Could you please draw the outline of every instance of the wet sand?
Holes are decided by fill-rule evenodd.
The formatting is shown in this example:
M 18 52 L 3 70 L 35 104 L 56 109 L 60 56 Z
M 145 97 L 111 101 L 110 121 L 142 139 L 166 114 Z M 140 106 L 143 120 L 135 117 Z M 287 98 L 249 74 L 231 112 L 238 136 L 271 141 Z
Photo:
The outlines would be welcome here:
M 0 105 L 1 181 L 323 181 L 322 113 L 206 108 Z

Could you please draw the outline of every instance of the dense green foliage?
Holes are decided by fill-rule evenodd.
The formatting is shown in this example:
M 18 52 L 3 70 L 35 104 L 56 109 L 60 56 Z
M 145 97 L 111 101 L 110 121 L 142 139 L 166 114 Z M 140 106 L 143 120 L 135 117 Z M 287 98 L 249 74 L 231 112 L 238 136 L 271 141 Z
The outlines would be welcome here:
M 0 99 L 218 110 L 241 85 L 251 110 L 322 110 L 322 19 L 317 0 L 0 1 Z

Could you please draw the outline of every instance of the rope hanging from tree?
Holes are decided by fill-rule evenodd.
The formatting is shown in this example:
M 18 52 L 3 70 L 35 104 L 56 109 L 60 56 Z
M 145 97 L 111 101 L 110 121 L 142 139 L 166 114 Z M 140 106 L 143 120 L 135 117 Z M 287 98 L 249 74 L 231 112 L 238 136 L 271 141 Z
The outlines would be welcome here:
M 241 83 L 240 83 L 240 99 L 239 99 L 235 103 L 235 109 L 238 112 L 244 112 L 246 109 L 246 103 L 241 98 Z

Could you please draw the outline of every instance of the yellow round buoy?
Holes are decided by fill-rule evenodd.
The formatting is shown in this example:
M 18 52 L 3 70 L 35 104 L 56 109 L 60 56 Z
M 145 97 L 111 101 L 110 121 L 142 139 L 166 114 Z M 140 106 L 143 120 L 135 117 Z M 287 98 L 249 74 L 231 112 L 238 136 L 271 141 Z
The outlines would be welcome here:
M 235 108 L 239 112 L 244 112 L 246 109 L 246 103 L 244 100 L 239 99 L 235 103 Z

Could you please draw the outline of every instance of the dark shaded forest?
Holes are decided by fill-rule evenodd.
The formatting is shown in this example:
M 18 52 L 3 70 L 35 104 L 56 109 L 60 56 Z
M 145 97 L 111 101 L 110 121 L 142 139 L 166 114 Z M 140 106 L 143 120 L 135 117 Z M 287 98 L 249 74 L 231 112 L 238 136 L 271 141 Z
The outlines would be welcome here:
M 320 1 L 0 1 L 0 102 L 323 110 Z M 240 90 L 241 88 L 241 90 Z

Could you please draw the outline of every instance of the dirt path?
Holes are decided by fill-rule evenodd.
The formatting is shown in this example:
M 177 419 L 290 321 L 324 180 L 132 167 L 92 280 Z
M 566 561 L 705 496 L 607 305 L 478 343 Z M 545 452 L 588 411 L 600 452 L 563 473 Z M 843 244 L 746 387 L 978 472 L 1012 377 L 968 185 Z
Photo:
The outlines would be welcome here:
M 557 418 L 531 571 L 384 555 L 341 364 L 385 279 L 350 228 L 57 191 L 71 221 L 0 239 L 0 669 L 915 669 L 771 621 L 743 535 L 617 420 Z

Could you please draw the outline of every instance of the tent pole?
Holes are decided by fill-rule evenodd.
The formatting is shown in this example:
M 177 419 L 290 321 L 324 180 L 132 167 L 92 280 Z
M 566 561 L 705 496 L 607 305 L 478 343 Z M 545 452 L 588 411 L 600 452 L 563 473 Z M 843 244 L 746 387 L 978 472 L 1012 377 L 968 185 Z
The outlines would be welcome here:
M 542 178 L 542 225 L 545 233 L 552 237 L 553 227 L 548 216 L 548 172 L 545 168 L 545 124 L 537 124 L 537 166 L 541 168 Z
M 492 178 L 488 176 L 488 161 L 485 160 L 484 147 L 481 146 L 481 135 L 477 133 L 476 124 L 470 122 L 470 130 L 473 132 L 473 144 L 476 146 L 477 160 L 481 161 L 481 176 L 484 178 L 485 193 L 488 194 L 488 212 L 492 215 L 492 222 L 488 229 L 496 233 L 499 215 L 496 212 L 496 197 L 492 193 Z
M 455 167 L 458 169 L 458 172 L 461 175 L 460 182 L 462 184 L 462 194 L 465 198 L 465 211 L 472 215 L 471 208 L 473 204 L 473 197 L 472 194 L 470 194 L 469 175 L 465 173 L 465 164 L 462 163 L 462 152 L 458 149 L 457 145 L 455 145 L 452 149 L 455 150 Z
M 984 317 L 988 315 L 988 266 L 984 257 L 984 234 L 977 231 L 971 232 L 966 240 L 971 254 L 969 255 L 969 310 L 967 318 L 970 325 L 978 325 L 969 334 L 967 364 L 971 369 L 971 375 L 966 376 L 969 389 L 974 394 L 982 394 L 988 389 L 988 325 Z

### Written task
Replace every "welcome" in the items above with "added" and give all the lines again, with nothing else changed.

### Complete response
Could you please draw the outline of every instance of the wet sand?
Holes are decided by fill-rule evenodd.
The formatting is shown in this example:
M 18 52 L 3 70 L 35 104 L 56 109 L 60 56 Z
M 145 97 L 111 101 L 110 121 L 142 139 L 166 114 Z M 140 106 L 143 120 L 135 117 Z M 287 98 L 249 74 L 231 112 L 238 136 L 271 141 Z
Photo:
The outlines would be added here:
M 0 105 L 1 181 L 323 181 L 322 113 L 206 108 Z

Could you please draw the outline of every instance of the dense green foliage?
Holes are decided by fill-rule evenodd.
The formatting is shown in this example:
M 18 52 L 3 70 L 35 104 L 56 109 L 60 56 Z
M 145 97 L 111 101 L 110 121 L 142 139 L 166 114 Z M 140 106 L 143 120 L 135 117 Z M 287 98 L 249 74 L 231 112 L 238 136 L 271 141 Z
The outlines would be added here:
M 0 99 L 218 110 L 241 85 L 251 110 L 322 110 L 322 19 L 317 0 L 0 1 Z

Could you please draw the outline of every instance of the rope hanging from tree?
Holes are decided by fill-rule evenodd.
The formatting is shown in this example:
M 18 52 L 3 70 L 35 104 L 56 109 L 60 56 Z
M 145 97 L 111 101 L 110 121 L 142 139 L 166 114 Z M 140 106 L 143 120 L 135 117 Z M 287 98 L 249 74 L 231 112 L 238 136 L 271 141 Z
The outlines would be added here:
M 241 83 L 240 83 L 240 99 L 239 99 L 235 103 L 235 109 L 238 112 L 244 112 L 246 109 L 246 103 L 241 98 Z

Could you please draw the outline of every instance of the yellow round buoy?
Holes are decided by fill-rule evenodd.
The formatting is shown in this example:
M 18 52 L 3 70 L 35 104 L 56 109 L 60 56 Z
M 145 97 L 111 101 L 110 121 L 142 139 L 166 114 Z M 140 106 L 143 120 L 135 117 Z M 287 98 L 249 74 L 231 112 L 238 136 L 271 141 Z
The outlines would be added here:
M 235 108 L 239 112 L 244 112 L 246 109 L 246 103 L 244 100 L 239 99 L 235 103 Z

Could you please draw the outline of every instance of the dark shaded forest?
Holes are decided by fill-rule evenodd.
The formatting is shown in this example:
M 18 52 L 3 70 L 35 104 L 56 109 L 60 56 Z
M 145 97 L 111 101 L 110 121 L 142 139 L 166 114 Z M 140 106 L 143 120 L 135 117 Z M 287 98 L 249 74 L 231 112 L 238 136 L 271 141 Z
The outlines would be added here:
M 320 1 L 0 1 L 0 102 L 323 110 Z M 240 90 L 241 88 L 241 90 Z

Could you please draw the outline of every instance of the dirt path?
Holes are decided by fill-rule evenodd.
The formatting is shown in this example:
M 177 419 L 290 321 L 324 180 L 132 167 L 92 280 Z
M 566 561 L 705 496 L 607 305 L 478 343 Z M 545 452 L 588 411 L 600 452 L 563 473 Z M 843 244 L 746 387 L 978 472 L 1012 377 L 968 185 Z
Photo:
The outlines would be added here:
M 557 418 L 531 571 L 384 555 L 341 364 L 385 279 L 350 228 L 57 191 L 71 221 L 0 239 L 0 669 L 915 669 L 771 621 L 743 535 L 617 420 Z

Could you please draw the outline of every instance of the tent pole?
Holes are decided by fill-rule evenodd.
The formatting is shown in this example:
M 177 419 L 290 321 L 324 180 L 132 167 L 92 280 Z
M 566 561 L 705 496 L 607 305 L 478 343 Z M 545 452 L 588 411 L 600 452 L 563 473 Z M 843 244 L 746 387 L 978 472 L 1012 377 L 968 185 Z
The outlines would be added here:
M 542 178 L 542 225 L 545 233 L 552 237 L 553 227 L 548 216 L 548 172 L 545 168 L 545 124 L 537 124 L 537 166 L 541 168 Z
M 492 178 L 488 176 L 488 161 L 485 160 L 484 147 L 481 146 L 481 135 L 477 133 L 476 124 L 470 122 L 470 130 L 473 132 L 473 144 L 476 146 L 477 160 L 481 161 L 481 176 L 484 178 L 485 193 L 488 194 L 488 212 L 492 215 L 492 222 L 488 229 L 496 233 L 499 215 L 496 212 L 496 197 L 492 193 Z
M 455 167 L 458 169 L 458 172 L 461 175 L 460 182 L 462 184 L 462 194 L 465 198 L 465 211 L 472 215 L 471 208 L 473 204 L 473 197 L 472 194 L 470 194 L 469 175 L 465 173 L 465 164 L 462 163 L 462 152 L 458 149 L 457 145 L 455 145 L 452 149 L 455 150 Z
M 984 317 L 988 315 L 988 266 L 984 257 L 984 234 L 977 231 L 971 232 L 966 240 L 971 254 L 969 255 L 969 310 L 967 318 L 970 325 L 978 325 L 969 334 L 967 364 L 971 369 L 971 375 L 966 376 L 969 389 L 974 394 L 982 394 L 988 389 L 988 325 Z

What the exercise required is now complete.